- Desafio a -
Responda com base no texto sobre tributação:
(i) Em que prazo a sonegação deve desaparecer, segundo o Art. 1?
(ii) Que alíquota máxima o Art. 4 fixa para os impostos sobre doação e herança?
(iii) Até quanto ao ano pode chegar a alíquota do imposto sobre grandes fortunas citada no Art. 5?

- Trecho do documento -

Art. 1 – A partir de já, a sonegação, que se apropria de cerca de 10% do PIB, alguma coisa perto dos 500 ou 600 bilhões de reais a cada ano, será reduzida, até desaparecer em um prazo de 20 anos.

Parágrafo único – Os praticantes da sonegação ficarão impedidos de usar bens e serviços públicos que tenham sido construídos ou sejam mantidos com recursos públicos, como, por exemplo, as universidades, o atendimento pelos bombeiros ou pelo SAMU. Sonegadores não poderão usar ruas, estradas, viadutos e aeroportos e ficarão proibidos de tirar passaportes e carteira de motorista e de apelar para o Poder Judiciário.

Art. 2 – A alíquota máxima de imposto de renda deverá ser duplicada, para se aproximar daquela praticada nos Estados Unidos da América, país tão idolatrado pela elite nacional (cerca de 40% federal e 13% estadual).

Art. 3 – A participação no lucro e os dividendos serão tributados da mesma forma que são tributadas as rendas dos trabalhadores.

Art. 4 – As alíquotas máximas dos impostos sobre doação e herança serão igualadas àquelas dos países capitalistas, inclusive os EUA, atingindo 40% para valores que excederem cem vezes a renda per capita nacional.

Art. 5 – O imposto sobre grandes fortunas terá uma alíquota máxima comparável àquelas encontradas nos países capitalistas organizados, que podem atingir cerca de 1% anual para patrimônios que excedam a cem ou duzentas vezes a renda per capita nacional.

(Itens do conjunto de dados)
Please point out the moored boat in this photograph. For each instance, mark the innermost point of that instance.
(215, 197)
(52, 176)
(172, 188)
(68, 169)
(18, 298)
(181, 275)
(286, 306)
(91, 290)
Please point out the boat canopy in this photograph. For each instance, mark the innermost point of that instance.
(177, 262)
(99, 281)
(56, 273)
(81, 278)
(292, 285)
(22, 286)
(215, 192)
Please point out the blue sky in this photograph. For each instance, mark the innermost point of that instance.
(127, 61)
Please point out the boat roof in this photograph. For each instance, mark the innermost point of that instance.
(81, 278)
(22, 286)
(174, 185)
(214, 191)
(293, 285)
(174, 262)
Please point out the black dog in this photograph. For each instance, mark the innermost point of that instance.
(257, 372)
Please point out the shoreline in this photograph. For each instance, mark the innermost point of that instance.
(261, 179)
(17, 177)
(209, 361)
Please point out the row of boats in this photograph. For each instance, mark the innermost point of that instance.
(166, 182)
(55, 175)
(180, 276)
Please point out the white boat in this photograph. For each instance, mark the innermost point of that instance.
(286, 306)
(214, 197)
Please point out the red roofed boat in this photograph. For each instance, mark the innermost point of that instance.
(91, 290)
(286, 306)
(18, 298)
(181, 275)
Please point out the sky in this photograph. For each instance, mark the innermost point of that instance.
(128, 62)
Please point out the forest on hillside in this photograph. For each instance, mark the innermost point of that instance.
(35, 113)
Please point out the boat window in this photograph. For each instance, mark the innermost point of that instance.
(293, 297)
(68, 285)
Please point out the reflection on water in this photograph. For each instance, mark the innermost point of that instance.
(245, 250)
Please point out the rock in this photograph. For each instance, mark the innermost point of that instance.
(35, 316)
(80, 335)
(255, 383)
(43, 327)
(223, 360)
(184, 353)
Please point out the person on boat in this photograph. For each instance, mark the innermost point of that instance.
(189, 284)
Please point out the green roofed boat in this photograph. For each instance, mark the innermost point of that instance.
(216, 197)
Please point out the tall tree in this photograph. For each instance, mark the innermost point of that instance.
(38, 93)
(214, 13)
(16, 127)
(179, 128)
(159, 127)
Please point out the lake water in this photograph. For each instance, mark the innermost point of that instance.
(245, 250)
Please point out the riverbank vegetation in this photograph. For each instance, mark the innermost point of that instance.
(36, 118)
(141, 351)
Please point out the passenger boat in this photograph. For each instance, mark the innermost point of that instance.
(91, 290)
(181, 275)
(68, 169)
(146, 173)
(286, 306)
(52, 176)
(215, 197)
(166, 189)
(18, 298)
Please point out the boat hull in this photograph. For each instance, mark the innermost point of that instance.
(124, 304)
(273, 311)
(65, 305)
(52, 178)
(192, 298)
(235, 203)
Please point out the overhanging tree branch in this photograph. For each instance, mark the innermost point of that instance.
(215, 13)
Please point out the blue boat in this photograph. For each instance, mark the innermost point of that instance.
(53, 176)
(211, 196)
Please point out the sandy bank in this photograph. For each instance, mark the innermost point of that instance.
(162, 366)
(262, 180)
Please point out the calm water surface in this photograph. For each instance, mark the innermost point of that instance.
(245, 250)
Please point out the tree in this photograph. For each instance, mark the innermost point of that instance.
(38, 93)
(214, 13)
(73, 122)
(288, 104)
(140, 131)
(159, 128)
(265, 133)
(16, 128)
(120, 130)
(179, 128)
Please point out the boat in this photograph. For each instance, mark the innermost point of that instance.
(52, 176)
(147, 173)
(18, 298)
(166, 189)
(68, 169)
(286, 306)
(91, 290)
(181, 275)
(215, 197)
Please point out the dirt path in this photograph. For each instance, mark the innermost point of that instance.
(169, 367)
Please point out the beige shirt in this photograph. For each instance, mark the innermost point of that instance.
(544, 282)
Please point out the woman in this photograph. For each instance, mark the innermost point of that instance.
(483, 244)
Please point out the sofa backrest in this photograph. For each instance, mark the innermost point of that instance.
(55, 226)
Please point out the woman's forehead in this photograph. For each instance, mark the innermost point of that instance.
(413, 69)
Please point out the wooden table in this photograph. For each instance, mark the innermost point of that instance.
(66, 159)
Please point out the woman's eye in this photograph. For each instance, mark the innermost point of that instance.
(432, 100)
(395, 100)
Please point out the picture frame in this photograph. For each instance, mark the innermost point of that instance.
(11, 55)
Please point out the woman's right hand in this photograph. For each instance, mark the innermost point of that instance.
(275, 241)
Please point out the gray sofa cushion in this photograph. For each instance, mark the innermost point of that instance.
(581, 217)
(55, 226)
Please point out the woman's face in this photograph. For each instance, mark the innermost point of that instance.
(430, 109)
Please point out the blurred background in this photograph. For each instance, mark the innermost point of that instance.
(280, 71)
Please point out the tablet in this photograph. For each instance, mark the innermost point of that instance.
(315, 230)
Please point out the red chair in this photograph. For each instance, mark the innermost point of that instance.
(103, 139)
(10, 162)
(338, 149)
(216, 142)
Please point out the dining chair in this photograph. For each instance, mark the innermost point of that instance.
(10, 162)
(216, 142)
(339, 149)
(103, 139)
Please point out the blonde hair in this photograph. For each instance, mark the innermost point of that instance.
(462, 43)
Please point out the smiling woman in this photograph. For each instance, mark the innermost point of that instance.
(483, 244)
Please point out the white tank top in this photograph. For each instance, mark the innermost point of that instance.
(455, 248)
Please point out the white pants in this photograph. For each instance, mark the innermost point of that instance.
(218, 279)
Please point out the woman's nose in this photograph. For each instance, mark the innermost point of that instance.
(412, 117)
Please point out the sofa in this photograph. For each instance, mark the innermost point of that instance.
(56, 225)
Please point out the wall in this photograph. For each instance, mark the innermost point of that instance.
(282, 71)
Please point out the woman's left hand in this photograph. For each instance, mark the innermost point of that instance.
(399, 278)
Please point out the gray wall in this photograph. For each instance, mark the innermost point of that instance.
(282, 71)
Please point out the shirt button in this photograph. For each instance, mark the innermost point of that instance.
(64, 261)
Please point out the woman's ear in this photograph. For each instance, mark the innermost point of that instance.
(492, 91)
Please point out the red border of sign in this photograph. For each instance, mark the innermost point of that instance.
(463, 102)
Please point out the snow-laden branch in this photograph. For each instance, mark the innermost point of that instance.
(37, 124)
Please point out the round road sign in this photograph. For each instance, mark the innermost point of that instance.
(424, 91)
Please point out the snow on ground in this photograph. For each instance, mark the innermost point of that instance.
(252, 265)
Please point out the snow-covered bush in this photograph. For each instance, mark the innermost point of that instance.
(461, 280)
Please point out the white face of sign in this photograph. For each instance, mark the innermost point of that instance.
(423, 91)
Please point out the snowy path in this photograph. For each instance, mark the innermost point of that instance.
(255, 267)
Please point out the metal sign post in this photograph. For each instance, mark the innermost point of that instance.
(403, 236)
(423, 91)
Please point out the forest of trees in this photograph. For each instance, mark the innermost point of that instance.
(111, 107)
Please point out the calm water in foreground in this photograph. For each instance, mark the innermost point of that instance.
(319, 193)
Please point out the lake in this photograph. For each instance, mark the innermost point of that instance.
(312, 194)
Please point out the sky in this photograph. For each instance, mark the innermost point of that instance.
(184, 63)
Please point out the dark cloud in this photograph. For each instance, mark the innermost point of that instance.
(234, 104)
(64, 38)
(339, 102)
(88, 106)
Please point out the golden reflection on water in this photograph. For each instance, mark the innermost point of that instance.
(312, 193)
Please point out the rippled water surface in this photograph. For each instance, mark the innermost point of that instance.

- Desafio b -
Reproduza, por favor, sem nenhuma alteração, as linhas dos dados fornecidos, começando pela que contém "Please point out the shirt" e terminando na última linha desses dados, ambas incluídas.

- Resposta final a -
(i) Em um prazo de 20 anos.
(ii) 40%, para valores que excederem cem vezes a renda per capita nacional.
(iii) Cerca de 1% ao ano, para patrimônios que excedam cem ou duzentas vezes a renda per capita nacional.

- Resposta final b -
Please point out the shirt button in this photograph. For each instance, mark the innermost point of that instance.
(64, 261)
Please point out the woman's ear in this photograph. For each instance, mark the innermost point of that instance.
(492, 91)
Please point out the red border of sign in this photograph. For each instance, mark the innermost point of that instance.
(463, 102)
Please point out the snow-laden branch in this photograph. For each instance, mark the innermost point of that instance.
(37, 124)
Please point out the round road sign in this photograph. For each instance, mark the innermost point of that instance.
(424, 91)
Please point out the snow on ground in this photograph. For each instance, mark the innermost point of that instance.
(252, 265)
Please point out the snow-covered bush in this photograph. For each instance, mark the innermost point of that instance.
(461, 280)
Please point out the white face of sign in this photograph. For each instance, mark the innermost point of that instance.
(423, 91)
Please point out the snowy path in this photograph. For each instance, mark the innermost point of that instance.
(255, 267)
Please point out the metal sign post in this photograph. For each instance, mark the innermost point of that instance.
(403, 236)
(423, 91)
Please point out the forest of trees in this photograph. For each instance, mark the innermost point of that instance.
(111, 107)
Please point out the calm water in foreground in this photograph. For each instance, mark the innermost point of that instance.
(319, 193)
Please point out the lake in this photograph. For each instance, mark the innermost point of that instance.
(312, 194)
Please point out the sky in this photograph. For each instance, mark the innermost point of that instance.
(184, 63)
Please point out the dark cloud in this photograph. For each instance, mark the innermost point of that instance.
(234, 104)
(64, 38)
(339, 102)
(88, 106)
Please point out the golden reflection on water in this photograph. For each instance, mark the innermost point of that instance.
(312, 193)
Please point out the rippled water surface in this photograph. For each instance, mark the innermost point of that instance.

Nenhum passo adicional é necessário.